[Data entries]
------------------------------------------------------------
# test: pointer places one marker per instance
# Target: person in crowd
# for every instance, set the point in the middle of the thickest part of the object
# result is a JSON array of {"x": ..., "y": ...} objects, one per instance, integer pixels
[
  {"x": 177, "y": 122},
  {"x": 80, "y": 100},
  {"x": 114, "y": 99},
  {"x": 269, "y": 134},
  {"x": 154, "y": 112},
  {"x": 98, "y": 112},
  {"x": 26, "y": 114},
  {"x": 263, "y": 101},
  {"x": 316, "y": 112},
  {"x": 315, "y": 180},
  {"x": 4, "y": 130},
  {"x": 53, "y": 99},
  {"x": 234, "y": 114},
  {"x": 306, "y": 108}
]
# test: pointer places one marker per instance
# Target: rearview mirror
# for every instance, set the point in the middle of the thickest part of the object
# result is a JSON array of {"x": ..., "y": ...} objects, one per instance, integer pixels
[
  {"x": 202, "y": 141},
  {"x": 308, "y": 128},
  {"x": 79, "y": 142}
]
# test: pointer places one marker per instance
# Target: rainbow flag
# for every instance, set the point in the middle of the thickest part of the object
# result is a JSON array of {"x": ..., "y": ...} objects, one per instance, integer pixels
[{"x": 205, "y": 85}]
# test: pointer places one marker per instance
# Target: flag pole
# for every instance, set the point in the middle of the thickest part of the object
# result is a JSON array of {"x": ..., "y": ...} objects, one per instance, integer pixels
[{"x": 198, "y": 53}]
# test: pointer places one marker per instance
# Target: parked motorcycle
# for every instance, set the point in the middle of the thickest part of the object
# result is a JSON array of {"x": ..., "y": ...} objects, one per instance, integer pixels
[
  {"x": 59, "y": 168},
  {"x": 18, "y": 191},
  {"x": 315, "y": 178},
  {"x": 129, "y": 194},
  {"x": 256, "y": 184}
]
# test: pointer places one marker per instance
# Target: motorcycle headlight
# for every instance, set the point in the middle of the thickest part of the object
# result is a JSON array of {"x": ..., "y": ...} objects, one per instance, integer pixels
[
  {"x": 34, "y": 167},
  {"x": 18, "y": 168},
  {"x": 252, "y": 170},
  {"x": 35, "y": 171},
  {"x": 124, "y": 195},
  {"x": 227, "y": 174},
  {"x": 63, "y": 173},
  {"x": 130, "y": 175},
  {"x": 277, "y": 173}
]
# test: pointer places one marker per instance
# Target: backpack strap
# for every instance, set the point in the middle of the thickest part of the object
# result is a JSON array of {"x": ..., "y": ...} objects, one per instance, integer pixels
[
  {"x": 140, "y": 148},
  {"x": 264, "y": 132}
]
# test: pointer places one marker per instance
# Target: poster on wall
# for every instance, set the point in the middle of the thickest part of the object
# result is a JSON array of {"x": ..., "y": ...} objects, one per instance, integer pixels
------------------------------------------------------------
■ BRIEF ■
Each record above should be returned exactly as it appears.

■ SOLUTION TO THE PROBLEM ■
# test: pointer places one marker per instance
# Target: person in crowd
# for every instance, set the point in the middle of the thickest part of the object
# result is a JSON array of {"x": ..., "y": ...} objects, one per instance, integer pixels
[
  {"x": 177, "y": 122},
  {"x": 80, "y": 100},
  {"x": 114, "y": 99},
  {"x": 269, "y": 134},
  {"x": 154, "y": 112},
  {"x": 98, "y": 112},
  {"x": 26, "y": 114},
  {"x": 263, "y": 101},
  {"x": 316, "y": 112},
  {"x": 315, "y": 180},
  {"x": 4, "y": 130},
  {"x": 53, "y": 99},
  {"x": 234, "y": 114},
  {"x": 306, "y": 108}
]
# test: pointer places one marker per instance
# Target: rearview mirror
# for every instance, set the point in the middle of the thickest part of the object
# result is a JSON array of {"x": ..., "y": ...} objects, one per instance, integer pixels
[
  {"x": 202, "y": 141},
  {"x": 308, "y": 128},
  {"x": 79, "y": 142}
]
# test: pointer places one marker per instance
# Target: rainbow flag
# for every instance, set the point in the middle of the thickest part of the object
# result is a JSON array of {"x": ..., "y": ...} objects, one per instance, integer pixels
[{"x": 205, "y": 85}]
# test: pointer places one marker per instance
# Target: flag pole
# for every instance, set the point in the middle of the thickest part of the object
# result is a JSON array of {"x": ..., "y": ...} objects, one per instance, integer pixels
[{"x": 198, "y": 53}]
# test: pointer places one marker per instance
# Target: parked motorcycle
# for every instance, set the point in the middle of the thickest part of the object
# result is a JSON array of {"x": ..., "y": ...} objects, one per instance, integer pixels
[
  {"x": 59, "y": 168},
  {"x": 18, "y": 191},
  {"x": 315, "y": 178},
  {"x": 129, "y": 194},
  {"x": 256, "y": 184}
]
# test: pointer places one marker per instance
# Target: motorcycle headlight
# for every instance, set the point in the middle of the thickest part of the object
# result is a JSON array of {"x": ..., "y": ...} objects, one per instance, integer pixels
[
  {"x": 34, "y": 167},
  {"x": 18, "y": 168},
  {"x": 252, "y": 170},
  {"x": 35, "y": 171},
  {"x": 124, "y": 195},
  {"x": 227, "y": 174},
  {"x": 63, "y": 173},
  {"x": 130, "y": 175},
  {"x": 277, "y": 173}
]
# test: pointer places one marker per instance
# Target: backpack strap
# for every instance, set the point in the middle of the thickest part of the object
# result is a JSON array of {"x": ..., "y": ...} objects, one per instance, integer pixels
[
  {"x": 140, "y": 148},
  {"x": 264, "y": 132}
]
# test: pointer places one marker per instance
# Target: poster on wall
# for every instance, set the point in the middle of the thickest part of the object
# result is a JSON array of {"x": ..., "y": ...} objects, one per instance, integer pixels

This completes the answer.